| QUOTED PASSAGE |
════════════════

Thursday, May 29, 2014

simple soup

We love to make soup. Most of the year, no other meal could be more satisfying—it's hot and hearty, simple, always adaptable. Our staple soup this spring has been lentil, which I love because it requires no grocery store trip or special planning: lentils, potatoes, onions, and cumin are always stocked in our cupboards and the farm always has some kind of greens to harvest and toss in at the last minute.

This week, we wanted inspiration for a new mix of flavors, which meant we reached for Best Recipe's Soups, Stews, and Chilis. An Asian soup sounded intriguing, and we picked the first one we saw—Japanese soba noodle soup—because it called for spinach and the farm has tons. 

A caveat first: we did not really follow the ingredients list. However, this not one of those recipe reviews that reads like, "Zero stars! I substituted dill for the cilantro and lemon for the lime, and it didn't taste Mexican at all!" No--all we did was simplify. (I love Best Recipe's philosophy to print only the best recipes, but sometimes I do not want the best; I want the easiest.) 

The original recipe calls for shiitake mushrooms, which you use to make your own mushroom broth. We didn't want to spend $12 per pound on mushrooms and our pantry is bursting with chicken stock, so we ditched the shiitake for white mushrooms (so much more attractive at $3 per pound) and used chicken broth. We made a few other minor adjustments (no mirin, which the recipe called for), and ended up with a rich, flavorful, and simple soup. Springlike, said Tim, because it's light and brothy. Fall-like, I said, because the mushrooms add a deep earthiness. Take your pick—either way, it's a repeat dish.

════════════════

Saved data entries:
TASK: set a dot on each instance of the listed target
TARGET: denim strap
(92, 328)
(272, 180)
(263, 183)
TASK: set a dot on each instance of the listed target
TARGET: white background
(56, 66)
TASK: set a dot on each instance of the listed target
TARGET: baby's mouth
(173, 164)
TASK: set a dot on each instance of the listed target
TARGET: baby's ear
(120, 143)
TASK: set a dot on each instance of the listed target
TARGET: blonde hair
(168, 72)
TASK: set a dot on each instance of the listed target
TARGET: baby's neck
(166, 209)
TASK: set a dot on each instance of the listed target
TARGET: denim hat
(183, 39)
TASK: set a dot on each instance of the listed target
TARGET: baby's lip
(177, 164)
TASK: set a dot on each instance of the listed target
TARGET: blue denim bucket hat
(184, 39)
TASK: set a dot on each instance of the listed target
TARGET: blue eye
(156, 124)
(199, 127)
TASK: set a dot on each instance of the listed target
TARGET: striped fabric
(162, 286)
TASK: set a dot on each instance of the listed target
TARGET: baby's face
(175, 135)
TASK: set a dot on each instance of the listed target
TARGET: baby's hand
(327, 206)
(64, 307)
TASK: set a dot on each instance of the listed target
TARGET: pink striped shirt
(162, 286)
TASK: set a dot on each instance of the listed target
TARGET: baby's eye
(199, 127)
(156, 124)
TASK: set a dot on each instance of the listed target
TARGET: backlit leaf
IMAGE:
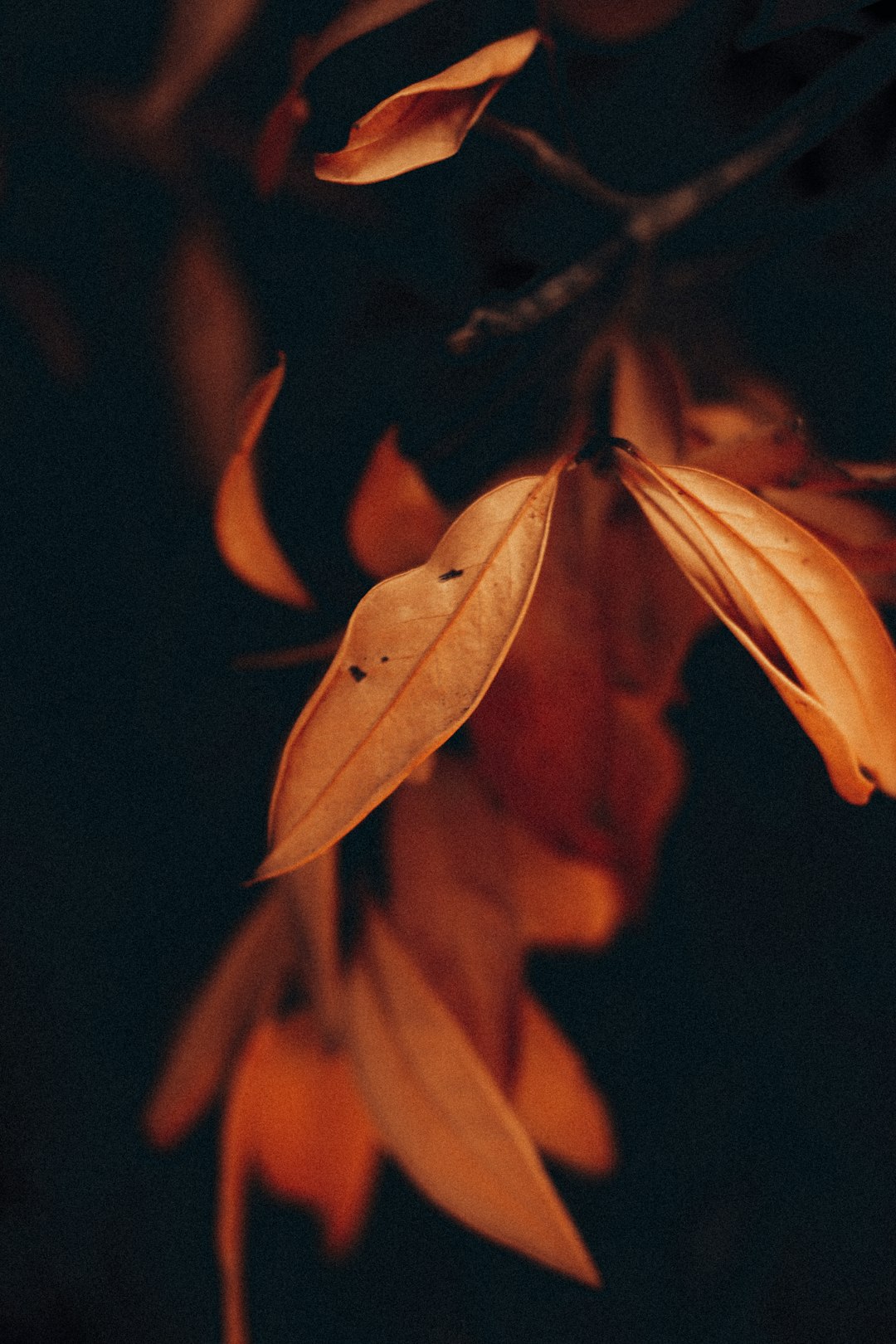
(449, 901)
(444, 1118)
(646, 399)
(418, 655)
(242, 990)
(245, 541)
(395, 519)
(293, 1118)
(288, 941)
(793, 605)
(555, 1099)
(429, 119)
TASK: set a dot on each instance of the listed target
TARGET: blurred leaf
(243, 988)
(566, 1118)
(394, 522)
(419, 652)
(245, 541)
(296, 1120)
(449, 901)
(793, 605)
(289, 940)
(442, 1116)
(427, 121)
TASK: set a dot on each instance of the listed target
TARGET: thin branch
(557, 166)
(299, 657)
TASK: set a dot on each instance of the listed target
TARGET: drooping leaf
(197, 37)
(418, 655)
(429, 119)
(293, 1118)
(449, 901)
(243, 988)
(563, 1113)
(210, 340)
(596, 776)
(288, 941)
(793, 605)
(444, 1118)
(648, 399)
(353, 21)
(395, 520)
(245, 541)
(310, 894)
(561, 901)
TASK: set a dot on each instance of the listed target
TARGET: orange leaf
(429, 119)
(793, 606)
(394, 520)
(646, 399)
(444, 1118)
(418, 655)
(245, 541)
(449, 902)
(553, 1094)
(243, 988)
(296, 1118)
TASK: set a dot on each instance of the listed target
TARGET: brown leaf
(245, 541)
(442, 1116)
(243, 988)
(419, 652)
(212, 346)
(566, 1118)
(394, 522)
(295, 1118)
(793, 605)
(427, 121)
(449, 902)
(648, 399)
(197, 37)
(288, 940)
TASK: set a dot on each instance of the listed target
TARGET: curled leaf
(394, 520)
(296, 1120)
(555, 1099)
(442, 1116)
(418, 655)
(793, 606)
(245, 541)
(427, 121)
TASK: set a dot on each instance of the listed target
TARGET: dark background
(744, 1031)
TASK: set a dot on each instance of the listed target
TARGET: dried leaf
(793, 605)
(293, 1118)
(245, 541)
(561, 901)
(555, 1099)
(418, 655)
(289, 940)
(243, 988)
(429, 119)
(394, 522)
(449, 902)
(212, 346)
(648, 399)
(197, 37)
(442, 1116)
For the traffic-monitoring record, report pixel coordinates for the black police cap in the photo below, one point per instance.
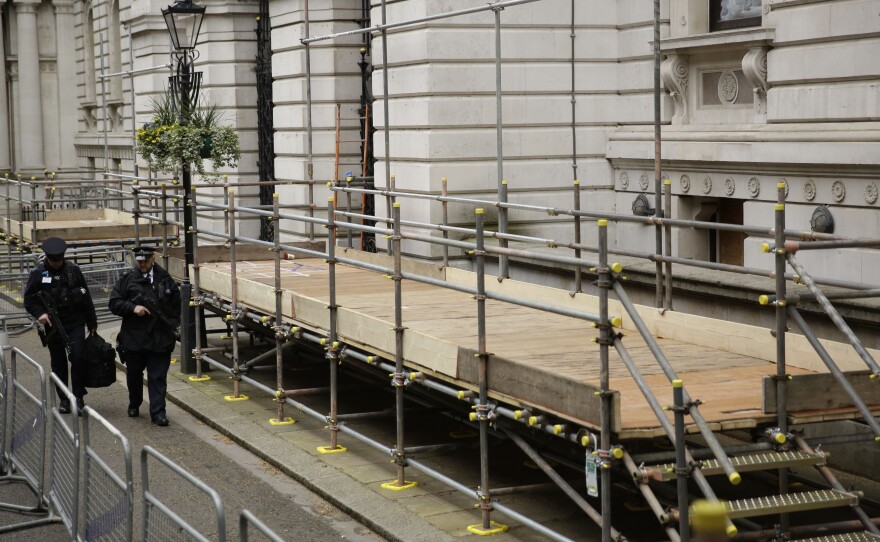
(143, 252)
(54, 247)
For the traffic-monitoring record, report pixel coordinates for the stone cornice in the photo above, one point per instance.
(741, 38)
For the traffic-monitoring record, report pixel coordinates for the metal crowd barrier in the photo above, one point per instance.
(27, 443)
(103, 510)
(64, 447)
(109, 497)
(160, 523)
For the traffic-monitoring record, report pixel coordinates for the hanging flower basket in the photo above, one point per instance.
(170, 141)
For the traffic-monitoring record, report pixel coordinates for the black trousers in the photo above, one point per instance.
(156, 365)
(58, 355)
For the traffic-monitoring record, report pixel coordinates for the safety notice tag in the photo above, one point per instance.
(592, 477)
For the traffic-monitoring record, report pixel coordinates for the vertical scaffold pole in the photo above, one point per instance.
(398, 380)
(234, 311)
(781, 325)
(280, 336)
(605, 340)
(390, 182)
(333, 350)
(310, 166)
(196, 301)
(667, 244)
(578, 277)
(503, 262)
(658, 200)
(681, 468)
(164, 203)
(482, 408)
(444, 192)
(136, 211)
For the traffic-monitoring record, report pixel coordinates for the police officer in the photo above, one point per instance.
(148, 300)
(68, 294)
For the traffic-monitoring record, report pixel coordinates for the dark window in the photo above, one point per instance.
(729, 14)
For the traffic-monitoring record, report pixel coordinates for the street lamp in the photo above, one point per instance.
(184, 21)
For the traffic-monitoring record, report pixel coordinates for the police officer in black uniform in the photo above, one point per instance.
(66, 289)
(148, 300)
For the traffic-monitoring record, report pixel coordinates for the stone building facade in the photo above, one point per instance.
(754, 92)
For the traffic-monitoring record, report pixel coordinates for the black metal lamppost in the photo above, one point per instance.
(184, 21)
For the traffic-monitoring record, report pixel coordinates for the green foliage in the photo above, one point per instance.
(171, 140)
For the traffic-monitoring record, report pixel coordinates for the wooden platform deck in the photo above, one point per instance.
(78, 225)
(539, 359)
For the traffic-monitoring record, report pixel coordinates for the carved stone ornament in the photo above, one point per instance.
(838, 191)
(674, 72)
(809, 190)
(871, 193)
(754, 187)
(755, 70)
(728, 87)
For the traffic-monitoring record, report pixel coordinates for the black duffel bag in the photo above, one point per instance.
(99, 358)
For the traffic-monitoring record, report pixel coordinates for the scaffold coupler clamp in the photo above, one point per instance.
(777, 436)
(483, 413)
(398, 380)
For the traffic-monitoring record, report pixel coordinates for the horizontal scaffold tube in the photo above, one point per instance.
(493, 6)
(648, 220)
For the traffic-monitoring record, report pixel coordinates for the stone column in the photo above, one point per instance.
(5, 157)
(30, 97)
(67, 95)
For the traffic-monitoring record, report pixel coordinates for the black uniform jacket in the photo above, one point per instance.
(146, 333)
(68, 291)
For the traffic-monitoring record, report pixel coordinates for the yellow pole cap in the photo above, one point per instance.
(708, 516)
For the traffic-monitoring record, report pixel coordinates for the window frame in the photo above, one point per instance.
(716, 26)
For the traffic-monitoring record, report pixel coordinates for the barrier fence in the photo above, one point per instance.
(102, 509)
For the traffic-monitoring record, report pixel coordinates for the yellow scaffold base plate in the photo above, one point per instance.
(329, 450)
(497, 528)
(392, 485)
(286, 421)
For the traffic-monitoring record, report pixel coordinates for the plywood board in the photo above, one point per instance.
(542, 360)
(821, 392)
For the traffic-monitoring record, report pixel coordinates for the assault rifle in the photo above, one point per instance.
(54, 333)
(157, 314)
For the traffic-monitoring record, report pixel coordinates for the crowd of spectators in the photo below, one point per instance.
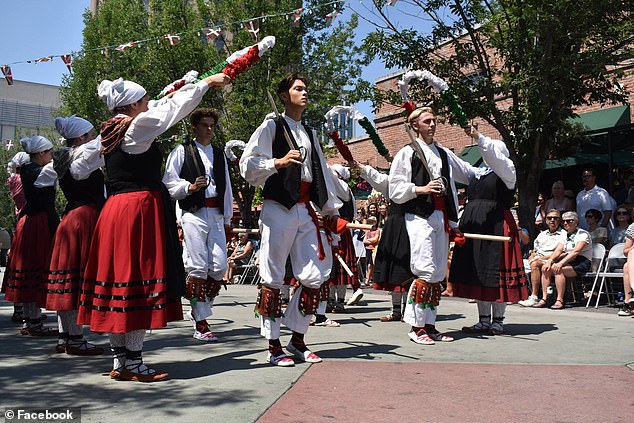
(568, 226)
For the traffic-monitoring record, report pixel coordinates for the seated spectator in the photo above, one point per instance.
(231, 245)
(371, 240)
(623, 218)
(240, 256)
(627, 189)
(573, 258)
(598, 233)
(628, 274)
(543, 248)
(540, 213)
(593, 196)
(559, 200)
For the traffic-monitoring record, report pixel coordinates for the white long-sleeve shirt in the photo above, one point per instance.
(495, 156)
(401, 187)
(85, 159)
(257, 163)
(377, 180)
(162, 115)
(178, 187)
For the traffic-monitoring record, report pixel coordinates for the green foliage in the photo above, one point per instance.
(327, 56)
(522, 66)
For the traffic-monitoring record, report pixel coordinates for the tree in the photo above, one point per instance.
(325, 55)
(523, 66)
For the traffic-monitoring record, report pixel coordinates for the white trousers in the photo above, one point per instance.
(429, 246)
(417, 316)
(205, 249)
(290, 232)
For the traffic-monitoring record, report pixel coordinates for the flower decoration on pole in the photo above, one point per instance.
(233, 66)
(440, 86)
(253, 27)
(365, 124)
(6, 71)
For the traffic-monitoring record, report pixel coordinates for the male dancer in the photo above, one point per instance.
(422, 181)
(294, 186)
(196, 175)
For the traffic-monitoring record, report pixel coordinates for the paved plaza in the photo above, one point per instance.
(575, 365)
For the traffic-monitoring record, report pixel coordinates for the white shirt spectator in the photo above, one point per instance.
(547, 241)
(594, 198)
(577, 236)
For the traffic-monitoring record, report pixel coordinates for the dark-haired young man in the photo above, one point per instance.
(295, 188)
(196, 175)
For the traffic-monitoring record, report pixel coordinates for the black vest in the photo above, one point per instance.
(283, 186)
(38, 200)
(423, 205)
(347, 210)
(189, 172)
(134, 172)
(86, 191)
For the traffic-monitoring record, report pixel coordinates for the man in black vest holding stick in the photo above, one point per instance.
(196, 175)
(284, 157)
(421, 181)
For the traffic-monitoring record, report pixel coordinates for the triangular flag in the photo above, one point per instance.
(67, 59)
(331, 16)
(126, 45)
(297, 14)
(211, 33)
(253, 27)
(6, 71)
(173, 39)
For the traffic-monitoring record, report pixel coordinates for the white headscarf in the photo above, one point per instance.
(341, 171)
(20, 159)
(119, 93)
(35, 144)
(72, 127)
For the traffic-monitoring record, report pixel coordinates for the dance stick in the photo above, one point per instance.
(348, 226)
(245, 231)
(344, 265)
(487, 237)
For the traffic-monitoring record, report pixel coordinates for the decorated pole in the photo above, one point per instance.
(233, 66)
(440, 86)
(365, 124)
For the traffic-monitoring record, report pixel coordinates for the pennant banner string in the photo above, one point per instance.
(212, 33)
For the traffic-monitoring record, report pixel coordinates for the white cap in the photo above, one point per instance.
(119, 93)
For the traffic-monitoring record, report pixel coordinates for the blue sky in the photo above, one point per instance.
(32, 29)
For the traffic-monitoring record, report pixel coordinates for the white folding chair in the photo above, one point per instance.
(598, 257)
(616, 252)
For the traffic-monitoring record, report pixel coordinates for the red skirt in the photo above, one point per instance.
(30, 257)
(348, 255)
(71, 246)
(125, 285)
(513, 285)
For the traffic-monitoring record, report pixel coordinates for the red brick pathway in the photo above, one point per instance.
(337, 391)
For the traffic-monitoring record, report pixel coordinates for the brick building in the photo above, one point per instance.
(605, 123)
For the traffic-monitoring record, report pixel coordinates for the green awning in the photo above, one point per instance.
(605, 118)
(471, 155)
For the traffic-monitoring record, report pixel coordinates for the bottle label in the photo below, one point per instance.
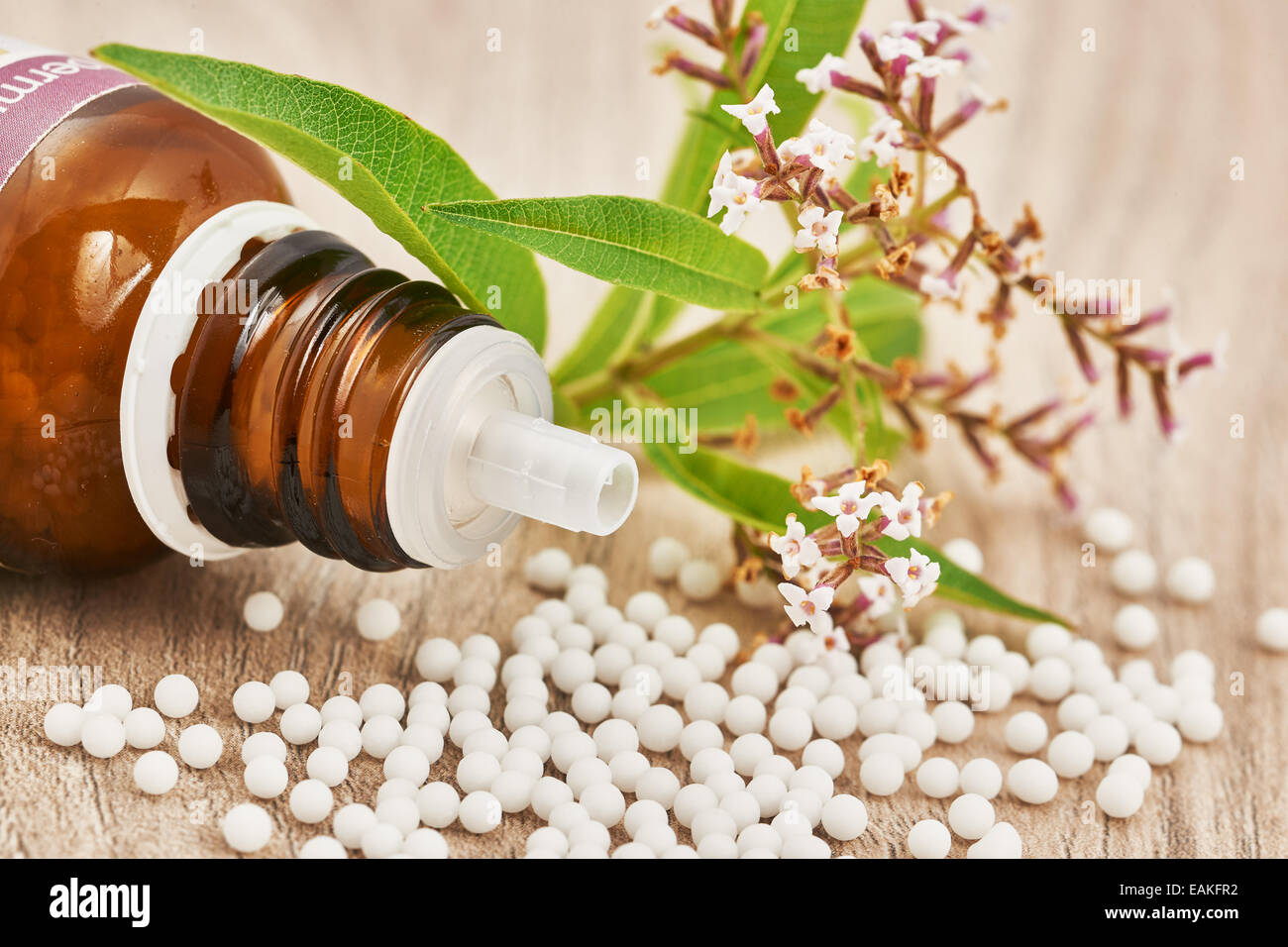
(39, 88)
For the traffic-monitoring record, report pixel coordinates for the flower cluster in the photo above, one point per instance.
(906, 235)
(845, 548)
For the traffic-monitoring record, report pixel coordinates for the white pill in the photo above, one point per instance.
(660, 728)
(982, 777)
(1190, 579)
(381, 840)
(352, 822)
(1201, 722)
(1158, 742)
(156, 772)
(175, 696)
(346, 737)
(200, 746)
(310, 800)
(1134, 626)
(326, 764)
(382, 733)
(584, 598)
(1120, 795)
(248, 827)
(1271, 630)
(254, 701)
(1001, 841)
(1136, 767)
(835, 716)
(1031, 781)
(382, 699)
(722, 637)
(928, 839)
(698, 579)
(513, 789)
(881, 774)
(645, 608)
(266, 777)
(438, 804)
(938, 777)
(300, 724)
(377, 620)
(1109, 528)
(263, 744)
(288, 688)
(665, 558)
(1025, 732)
(660, 785)
(970, 815)
(953, 720)
(1050, 680)
(548, 570)
(791, 728)
(745, 714)
(1077, 710)
(143, 728)
(63, 723)
(1133, 573)
(844, 817)
(1070, 754)
(263, 611)
(110, 698)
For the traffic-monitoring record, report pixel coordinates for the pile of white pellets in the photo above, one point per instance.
(759, 735)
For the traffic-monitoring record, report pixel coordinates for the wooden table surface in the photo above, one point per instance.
(1125, 154)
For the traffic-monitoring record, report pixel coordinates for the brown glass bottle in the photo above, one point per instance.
(278, 415)
(133, 174)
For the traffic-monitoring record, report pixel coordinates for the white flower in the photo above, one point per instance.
(926, 29)
(934, 65)
(836, 639)
(754, 115)
(795, 548)
(915, 577)
(936, 287)
(896, 47)
(879, 591)
(883, 137)
(818, 230)
(819, 77)
(733, 193)
(809, 607)
(849, 505)
(905, 514)
(824, 147)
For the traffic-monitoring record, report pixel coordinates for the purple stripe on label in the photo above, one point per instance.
(40, 91)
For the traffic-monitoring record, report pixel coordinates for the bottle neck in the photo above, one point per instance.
(322, 399)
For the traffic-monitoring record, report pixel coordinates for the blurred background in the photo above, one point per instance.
(1125, 154)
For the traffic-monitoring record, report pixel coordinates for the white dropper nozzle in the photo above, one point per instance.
(475, 450)
(558, 475)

════════════════

Reproduce the part of the soup post that begins at the words "We love to make" and stops after the words "farm has tons.".

We love to make soup. Most of the year, no other meal could be more satisfying—it's hot and hearty, simple, always adaptable. Our staple soup this spring has been lentil, which I love because it requires no grocery store trip or special planning: lentils, potatoes, onions, and cumin are always stocked in our cupboards and the farm always has some kind of greens to harvest and toss in at the last minute.

This week, we wanted inspiration for a new mix of flavors, which meant we reached for Best Recipe's Soups, Stews, and Chilis. An Asian soup sounded intriguing, and we picked the first one we saw—Japanese soba noodle soup—because it called for spinach and the farm has tons.